■ The task ■
Without the pictures, output the records below exactly as they are.

■ Supplied records ■
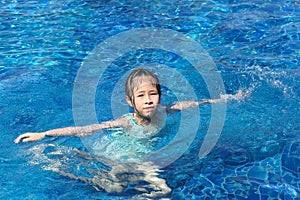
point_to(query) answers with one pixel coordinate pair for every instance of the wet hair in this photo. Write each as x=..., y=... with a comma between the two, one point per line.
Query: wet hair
x=138, y=77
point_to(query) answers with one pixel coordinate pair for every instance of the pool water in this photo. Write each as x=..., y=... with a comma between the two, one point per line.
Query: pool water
x=255, y=46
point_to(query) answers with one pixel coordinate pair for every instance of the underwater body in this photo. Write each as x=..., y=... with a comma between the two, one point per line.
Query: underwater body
x=254, y=45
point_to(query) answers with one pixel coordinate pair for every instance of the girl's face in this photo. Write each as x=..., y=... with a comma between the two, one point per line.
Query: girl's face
x=146, y=99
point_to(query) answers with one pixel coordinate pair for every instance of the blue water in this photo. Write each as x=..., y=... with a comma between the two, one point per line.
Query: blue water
x=255, y=46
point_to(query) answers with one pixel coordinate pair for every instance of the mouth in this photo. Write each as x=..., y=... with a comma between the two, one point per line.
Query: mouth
x=148, y=108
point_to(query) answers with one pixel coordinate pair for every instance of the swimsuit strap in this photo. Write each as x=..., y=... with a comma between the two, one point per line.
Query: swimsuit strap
x=131, y=119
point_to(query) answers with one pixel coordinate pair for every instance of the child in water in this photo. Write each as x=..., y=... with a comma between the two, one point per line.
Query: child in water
x=143, y=93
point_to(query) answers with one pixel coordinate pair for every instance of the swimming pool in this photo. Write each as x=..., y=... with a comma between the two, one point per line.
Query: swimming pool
x=255, y=46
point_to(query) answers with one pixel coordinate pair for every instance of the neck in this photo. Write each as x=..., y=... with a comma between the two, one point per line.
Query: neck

■ Result for this exercise ■
point_to(query) answers with one pixel coordinate pair for every instance of the wet hair in this photo. Write each as x=..., y=... with a comma between the two, one point per line.
Query: wet hair
x=138, y=77
point_to(query) answers with one pixel coordinate pair for every instance of the pool water in this photo. Write each as x=..., y=... with a comma between the two, one point per line.
Query: pool water
x=255, y=46
point_to(query) answers with one pixel coordinate pair for every instance of the underwater body in this photo. Write each as x=..., y=... with a comma between the two, one point per line.
Query: underwater body
x=254, y=45
point_to(query) answers with one pixel coordinate pair for every instance of the girl's face in this photo. Write each as x=..., y=... with a comma between the two, one point per line.
Query: girl's face
x=146, y=99
point_to(query) answers with one pixel coordinate pair for every instance of the blue water in this photo. Write each as x=..., y=... with a comma between the two, one point per line.
Query: blue water
x=255, y=46
point_to(query) answers with one pixel coordinate pair for every instance of the mouth in this photo. Write each as x=..., y=... with a comma between the two, one point per line.
Query: mouth
x=148, y=108
point_to(query) answers with one pixel coordinate pair for every instance of the swimsuit strap in this photo. Write each as x=..., y=... with a comma between the two, one point per line.
Query: swimsuit strap
x=131, y=119
point_to(query) answers with one pixel coordinate pair for every instance of the child in water in this photo. Write each as x=..., y=... with a comma between the two, one point per line.
Query: child in water
x=143, y=93
point_to(query) answers with one pixel coordinate pair for every instance of the swimming pool in this photo. Write each as x=..., y=... with a comma between the two, one point per line.
Query: swimming pool
x=255, y=46
point_to(query) answers with one pixel coordinate pair for every instance of the neck in this photo. Write each as x=..., y=... with a comma between the two, one point per line.
Query: neck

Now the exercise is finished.